In [1]:
import pandas as pd

import numpy as np

from sklearn.ensemble import ExtraTreesRegressor
from sklearn.metrics import mean_squared_error, r2_score

from tensorflow.keras import Input
from tensorflow.keras.optimizers import Adam
from tensorflow.keras.models import Sequential
from tensorflow.keras.backend import clear_session
from tensorflow.keras.layers import Conv1D, MaxPooling1D, Flatten, Dense, Dropout

2025-05-14 08:06:47.386070: I external/local_xla/xla/tsl/cuda/cudart_stub.cc:32] Could not find cuda drivers on your machine, GPU will not be used.
2025-05-14 08:06:47.391638: I external/local_xla/xla/tsl/cuda/cudart_stub.cc:32] Could not find cuda drivers on your machine, GPU will not be used.
2025-05-14 08:06:47.406643: E external/local_xla/xla/stream_executor/cuda/cuda_fft.cc:467] Unable to register cuFFT factory: Attempting to register factory for plugin cuFFT when one has already been registered
E0000 00:00:1747220807.423794 3134867 cuda_dnn.cc:8579] Unable to register cuDNN factory: Attempting to register factory for plugin cuDNN when one has already been registered
E0000 00:00:1747220807.429875 3134867 cuda_blas.cc:1407] Unable to register cuBLAS factory: Attempting to register factory for plugin cuBLAS when one has already been registered
W0000 00:00:1747220807.448734 3134867 computation_placer.cc:177] computation placer already registered. Please check linkage and avoid linkin

In [2]:
def interpolacao_por_ml(df: pd.DataFrame,
                        col_de_treino: list[str],
                        var_de_predicao: str,
                        var_de_pontos: str,
                        n_de_teste: int):

    # Obtendo pontos únicos
    pontos_unicos = df[var_de_pontos].unique()

Linhas do conjunto
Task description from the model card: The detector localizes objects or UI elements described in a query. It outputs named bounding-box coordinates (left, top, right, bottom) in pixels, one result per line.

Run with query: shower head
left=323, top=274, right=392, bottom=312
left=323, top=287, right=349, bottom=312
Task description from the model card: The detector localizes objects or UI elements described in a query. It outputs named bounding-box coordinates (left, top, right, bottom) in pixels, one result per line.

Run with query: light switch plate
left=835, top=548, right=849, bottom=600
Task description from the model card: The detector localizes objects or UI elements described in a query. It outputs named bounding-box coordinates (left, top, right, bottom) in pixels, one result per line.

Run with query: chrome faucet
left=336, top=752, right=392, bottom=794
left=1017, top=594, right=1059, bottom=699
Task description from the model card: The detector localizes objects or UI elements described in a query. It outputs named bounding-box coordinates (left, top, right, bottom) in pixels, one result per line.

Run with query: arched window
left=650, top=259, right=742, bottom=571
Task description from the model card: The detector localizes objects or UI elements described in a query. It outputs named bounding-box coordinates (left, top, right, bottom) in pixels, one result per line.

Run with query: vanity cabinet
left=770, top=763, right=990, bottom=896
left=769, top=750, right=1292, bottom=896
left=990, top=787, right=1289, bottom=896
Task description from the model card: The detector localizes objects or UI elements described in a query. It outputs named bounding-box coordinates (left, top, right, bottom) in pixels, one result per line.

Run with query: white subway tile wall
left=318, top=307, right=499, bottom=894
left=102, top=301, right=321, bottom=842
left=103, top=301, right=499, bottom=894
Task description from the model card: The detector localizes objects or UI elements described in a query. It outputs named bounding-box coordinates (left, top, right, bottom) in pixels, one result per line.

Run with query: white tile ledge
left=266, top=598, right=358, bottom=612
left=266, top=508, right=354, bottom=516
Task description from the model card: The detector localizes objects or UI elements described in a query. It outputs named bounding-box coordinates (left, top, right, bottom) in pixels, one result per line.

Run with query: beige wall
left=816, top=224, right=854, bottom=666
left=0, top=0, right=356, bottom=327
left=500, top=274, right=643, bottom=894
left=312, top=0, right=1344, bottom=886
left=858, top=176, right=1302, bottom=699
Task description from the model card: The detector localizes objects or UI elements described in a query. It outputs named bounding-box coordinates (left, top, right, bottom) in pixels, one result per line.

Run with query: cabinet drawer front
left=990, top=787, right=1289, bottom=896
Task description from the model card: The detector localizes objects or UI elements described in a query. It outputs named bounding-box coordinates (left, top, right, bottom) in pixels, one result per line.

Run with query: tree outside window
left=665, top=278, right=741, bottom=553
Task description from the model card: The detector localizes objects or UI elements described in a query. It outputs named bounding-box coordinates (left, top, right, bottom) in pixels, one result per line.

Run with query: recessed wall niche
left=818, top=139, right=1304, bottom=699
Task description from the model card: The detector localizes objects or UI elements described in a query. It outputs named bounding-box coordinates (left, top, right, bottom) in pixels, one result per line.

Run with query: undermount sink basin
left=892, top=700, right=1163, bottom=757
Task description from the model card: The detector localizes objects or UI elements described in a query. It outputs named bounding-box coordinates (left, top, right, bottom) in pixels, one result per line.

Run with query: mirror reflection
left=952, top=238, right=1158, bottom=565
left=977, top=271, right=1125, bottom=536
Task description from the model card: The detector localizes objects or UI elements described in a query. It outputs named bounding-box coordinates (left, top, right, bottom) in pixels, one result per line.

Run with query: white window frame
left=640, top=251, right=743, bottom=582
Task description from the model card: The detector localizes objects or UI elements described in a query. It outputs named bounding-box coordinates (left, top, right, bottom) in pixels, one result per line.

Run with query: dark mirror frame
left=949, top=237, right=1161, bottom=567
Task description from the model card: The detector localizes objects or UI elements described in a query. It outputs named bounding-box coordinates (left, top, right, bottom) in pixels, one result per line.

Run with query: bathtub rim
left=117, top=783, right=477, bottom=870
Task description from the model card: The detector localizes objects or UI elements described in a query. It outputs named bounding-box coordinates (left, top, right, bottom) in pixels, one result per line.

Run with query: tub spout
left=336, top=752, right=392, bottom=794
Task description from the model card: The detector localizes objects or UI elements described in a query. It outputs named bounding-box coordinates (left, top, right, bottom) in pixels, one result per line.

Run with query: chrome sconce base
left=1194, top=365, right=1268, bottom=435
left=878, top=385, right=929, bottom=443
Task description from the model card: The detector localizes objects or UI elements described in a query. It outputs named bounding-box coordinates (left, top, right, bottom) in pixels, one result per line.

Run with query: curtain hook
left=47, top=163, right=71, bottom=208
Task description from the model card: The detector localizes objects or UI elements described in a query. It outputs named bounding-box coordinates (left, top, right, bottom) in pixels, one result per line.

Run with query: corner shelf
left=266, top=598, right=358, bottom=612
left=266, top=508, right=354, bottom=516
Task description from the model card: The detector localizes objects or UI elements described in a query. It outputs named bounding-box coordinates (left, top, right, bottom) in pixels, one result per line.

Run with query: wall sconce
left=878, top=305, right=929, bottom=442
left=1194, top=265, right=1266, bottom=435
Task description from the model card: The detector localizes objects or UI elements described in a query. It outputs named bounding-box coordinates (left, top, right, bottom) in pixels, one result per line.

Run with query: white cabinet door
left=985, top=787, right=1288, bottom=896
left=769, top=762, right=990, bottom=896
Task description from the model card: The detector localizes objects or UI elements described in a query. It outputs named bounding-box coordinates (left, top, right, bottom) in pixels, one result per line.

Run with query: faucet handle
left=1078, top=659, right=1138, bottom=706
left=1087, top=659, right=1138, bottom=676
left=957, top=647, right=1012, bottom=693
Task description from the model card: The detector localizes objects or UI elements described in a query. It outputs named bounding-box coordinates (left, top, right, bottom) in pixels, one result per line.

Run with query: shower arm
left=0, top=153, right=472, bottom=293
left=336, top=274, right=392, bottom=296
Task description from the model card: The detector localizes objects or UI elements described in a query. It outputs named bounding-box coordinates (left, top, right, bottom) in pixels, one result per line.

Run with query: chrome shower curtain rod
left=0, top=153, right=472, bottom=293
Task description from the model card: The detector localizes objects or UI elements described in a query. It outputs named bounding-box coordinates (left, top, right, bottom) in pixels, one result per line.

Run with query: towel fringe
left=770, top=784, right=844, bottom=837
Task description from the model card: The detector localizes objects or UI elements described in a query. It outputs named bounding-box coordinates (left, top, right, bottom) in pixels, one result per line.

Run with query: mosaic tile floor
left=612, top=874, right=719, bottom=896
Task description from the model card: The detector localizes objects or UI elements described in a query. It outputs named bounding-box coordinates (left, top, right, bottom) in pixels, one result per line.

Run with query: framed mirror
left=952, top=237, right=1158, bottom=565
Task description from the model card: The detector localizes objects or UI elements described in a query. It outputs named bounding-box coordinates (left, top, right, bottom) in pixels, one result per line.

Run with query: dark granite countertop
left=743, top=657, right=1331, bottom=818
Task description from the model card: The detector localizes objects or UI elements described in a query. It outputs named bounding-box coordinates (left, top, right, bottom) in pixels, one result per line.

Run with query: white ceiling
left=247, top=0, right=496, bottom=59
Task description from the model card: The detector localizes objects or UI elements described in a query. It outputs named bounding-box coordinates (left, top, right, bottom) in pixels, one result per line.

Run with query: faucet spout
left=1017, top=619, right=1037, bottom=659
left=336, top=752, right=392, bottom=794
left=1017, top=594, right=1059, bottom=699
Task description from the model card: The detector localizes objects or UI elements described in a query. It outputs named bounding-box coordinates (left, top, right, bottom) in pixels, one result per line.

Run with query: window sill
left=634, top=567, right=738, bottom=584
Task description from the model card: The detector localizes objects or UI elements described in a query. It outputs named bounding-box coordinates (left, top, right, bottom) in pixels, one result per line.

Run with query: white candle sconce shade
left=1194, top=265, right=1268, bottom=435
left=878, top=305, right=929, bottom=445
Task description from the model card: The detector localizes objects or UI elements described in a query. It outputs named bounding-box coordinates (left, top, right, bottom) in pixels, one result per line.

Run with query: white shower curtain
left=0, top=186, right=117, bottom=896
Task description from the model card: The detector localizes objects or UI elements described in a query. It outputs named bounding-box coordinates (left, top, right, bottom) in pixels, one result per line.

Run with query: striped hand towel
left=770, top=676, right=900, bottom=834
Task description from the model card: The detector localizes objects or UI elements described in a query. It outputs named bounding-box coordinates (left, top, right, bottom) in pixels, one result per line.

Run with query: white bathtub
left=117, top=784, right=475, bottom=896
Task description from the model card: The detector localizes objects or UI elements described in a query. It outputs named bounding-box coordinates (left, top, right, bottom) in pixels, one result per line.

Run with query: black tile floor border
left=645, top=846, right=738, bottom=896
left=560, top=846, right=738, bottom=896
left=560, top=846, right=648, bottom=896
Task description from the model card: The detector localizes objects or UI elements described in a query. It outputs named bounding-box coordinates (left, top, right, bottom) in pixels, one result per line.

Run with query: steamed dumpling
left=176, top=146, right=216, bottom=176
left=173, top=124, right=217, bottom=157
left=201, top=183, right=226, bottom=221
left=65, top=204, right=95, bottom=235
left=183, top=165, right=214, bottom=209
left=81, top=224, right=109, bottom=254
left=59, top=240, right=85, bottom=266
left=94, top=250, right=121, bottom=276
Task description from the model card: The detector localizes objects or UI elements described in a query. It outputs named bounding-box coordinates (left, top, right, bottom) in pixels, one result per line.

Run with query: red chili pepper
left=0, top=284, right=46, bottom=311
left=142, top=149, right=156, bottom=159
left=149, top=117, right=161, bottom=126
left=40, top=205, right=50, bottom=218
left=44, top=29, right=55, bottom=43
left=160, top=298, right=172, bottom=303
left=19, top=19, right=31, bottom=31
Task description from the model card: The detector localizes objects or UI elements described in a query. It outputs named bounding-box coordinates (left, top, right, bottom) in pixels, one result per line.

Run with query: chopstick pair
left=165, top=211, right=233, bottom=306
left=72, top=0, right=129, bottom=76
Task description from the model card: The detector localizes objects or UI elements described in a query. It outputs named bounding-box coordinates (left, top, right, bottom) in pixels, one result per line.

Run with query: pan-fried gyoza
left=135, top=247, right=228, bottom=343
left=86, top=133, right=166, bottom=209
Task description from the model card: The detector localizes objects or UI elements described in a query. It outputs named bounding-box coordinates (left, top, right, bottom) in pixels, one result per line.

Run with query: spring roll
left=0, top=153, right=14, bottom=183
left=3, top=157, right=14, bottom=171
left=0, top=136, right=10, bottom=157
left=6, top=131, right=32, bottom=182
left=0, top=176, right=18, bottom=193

Exercício proposto
Diga se cada afirmação confere com o código, respondendo sim ou não e citando as palavras dele que decidem. (a) O código importa ExtraTreesRegressor de sklearn.ensemble. (b) O registro avisa que a GPU será usada. (c) A função interpolacao_por_ml recebe o parâmetro n_de_teste como inteiro. As linhas são um material à parte, sem ligação com o código.

Resposta abaixo
(a) Sim: "from sklearn.ensemble import ExtraTreesRegressor".
(b) Não: "Could not find cuda drivers on your machine, GPU will not be used."
(c) Sim: "n_de_teste: int".